- [Text]:
____

Michelle Ovanesian

Healthcare Begins a Mobile Revolution



Healthcare is in the midst of a mobile revolution, and it will only be a matter of time before mobile healthcare applications (“apps”) change how we deliver, consume, measure, and pay for healthcare. 1 The rapid pace of innovation and broad applicability of mobile healthcare applications have fueled this revolution. The healthcare mobile app market, currently estimated to be worth $4 billion, is expected to increase to $26 billion by 2017. 2

In doctors’ offices and hospitals, smartphones already are replacing stethoscopes and pagers as the most widely-used physician accessory. 3 Some federal agencies even have entire programs focused on the development and promotion of medical apps. 4 For example, the U.S. Department of Defense established a National Center for Telehealth and Technology evaluates mental health technologies for military personnel. 5 The program includes various smartphone apps, such as one that helps physicians diagnose and treat traumatic brain injuries and mental disorders by enabling users to track their emotional experiences over a certain period of time. 6

Ranging from the automation of simple tasks for healthcare providers to patient-specific analysis and diagnosis for consumers, mobile healthcare apps present numerous potential benefits and risks to consumers. 7 8

Potential benefits include the reduction of medical errors, improvement of quality care, and prevention of more serious episodes of illness. 9 Mobile healthcare apps may also benefit consumers by shifting the locus of effective care away from medical facilities and professionals and toward digitally-empowered patients. 10 However, potential risks may outweigh the benefits and are greater for the poor, uninsured, and underinsured who may use an app lacking in clinical evidence for self-diagnosis and treatment rather than pay for a doctor’s visit. The risks can range from relatively benign, such as an app claiming to relieve tooth pain that is actually clinically ineffective, to severe, such as an app storing personal health information that is hacked.

____

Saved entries
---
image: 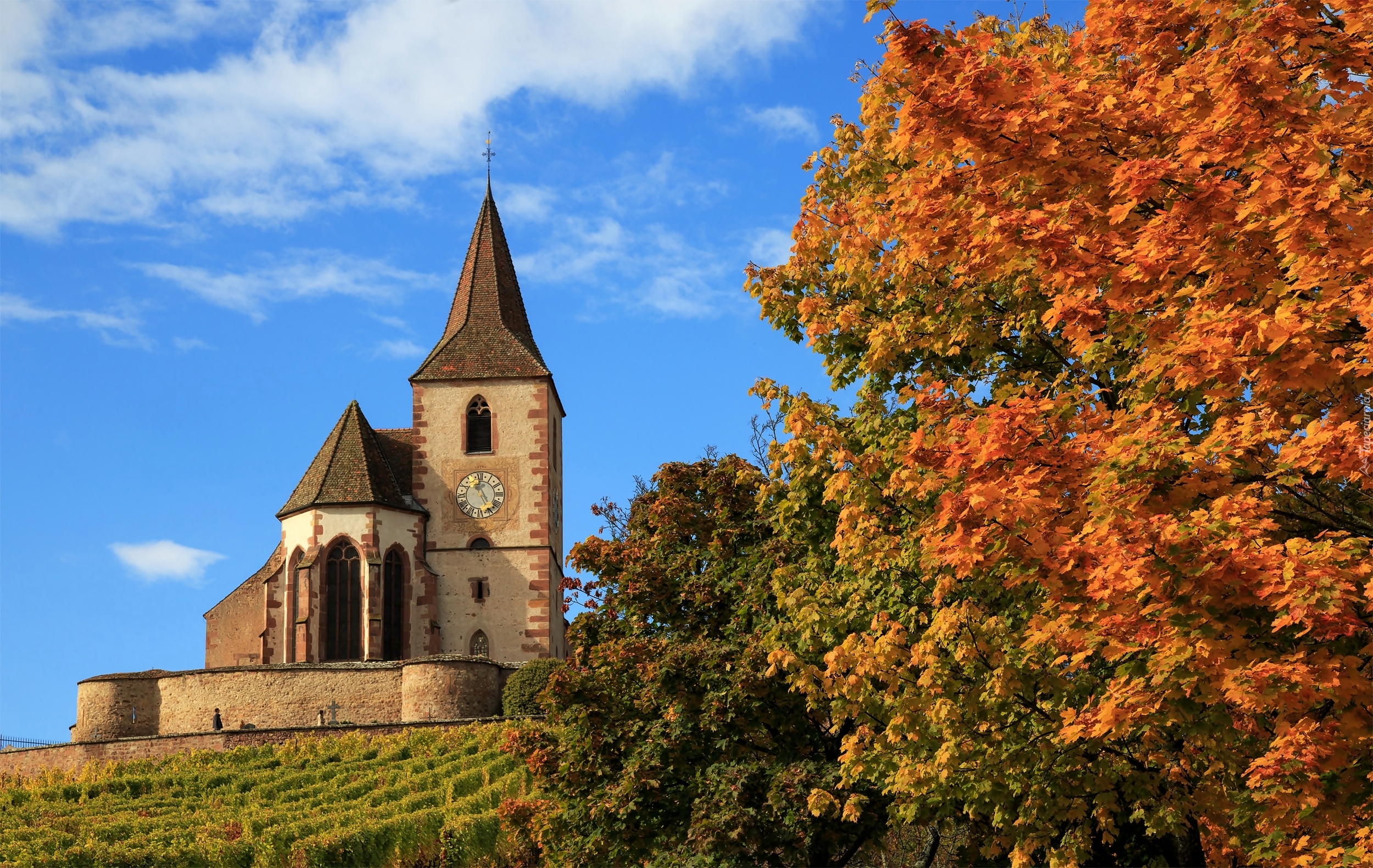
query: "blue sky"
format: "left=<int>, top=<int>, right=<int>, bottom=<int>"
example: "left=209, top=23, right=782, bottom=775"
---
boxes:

____

- [Task objective]: Write out the whole text on mobile healthcare apps word for word. This material has nothing to do with the text.

- [Task response]:
Michelle Ovanesian

Healthcare Begins a Mobile Revolution



Healthcare is in the midst of a mobile revolution, and it will only be a matter of time before mobile healthcare applications (“apps”) change how we deliver, consume, measure, and pay for healthcare. 1 The rapid pace of innovation and broad applicability of mobile healthcare applications have fueled this revolution. The healthcare mobile app market, currently estimated to be worth $4 billion, is expected to increase to $26 billion by 2017. 2

In doctors’ offices and hospitals, smartphones already are replacing stethoscopes and pagers as the most widely-used physician accessory. 3 Some federal agencies even have entire programs focused on the development and promotion of medical apps. 4 For example, the U.S. Department of Defense established a National Center for Telehealth and Technology evaluates mental health technologies for military personnel. 5 The program includes various smartphone apps, such as one that helps physicians diagnose and treat traumatic brain injuries and mental disorders by enabling users to track their emotional experiences over a certain period of time. 6

Ranging from the automation of simple tasks for healthcare providers to patient-specific analysis and diagnosis for consumers, mobile healthcare apps present numerous potential benefits and risks to consumers. 7 8

Potential benefits include the reduction of medical errors, improvement of quality care, and prevention of more serious episodes of illness. 9 Mobile healthcare apps may also benefit consumers by shifting the locus of effective care away from medical facilities and professionals and toward digitally-empowered patients. 10 However, potential risks may outweigh the benefits and are greater for the poor, uninsured, and underinsured who may use an app lacking in clinical evidence for self-diagnosis and treatment rather than pay for a doctor’s visit. The risks can range from relatively benign, such as an app claiming to relieve tooth pain that is actually clinically ineffective, to severe, such as an app storing personal health information that is hacked.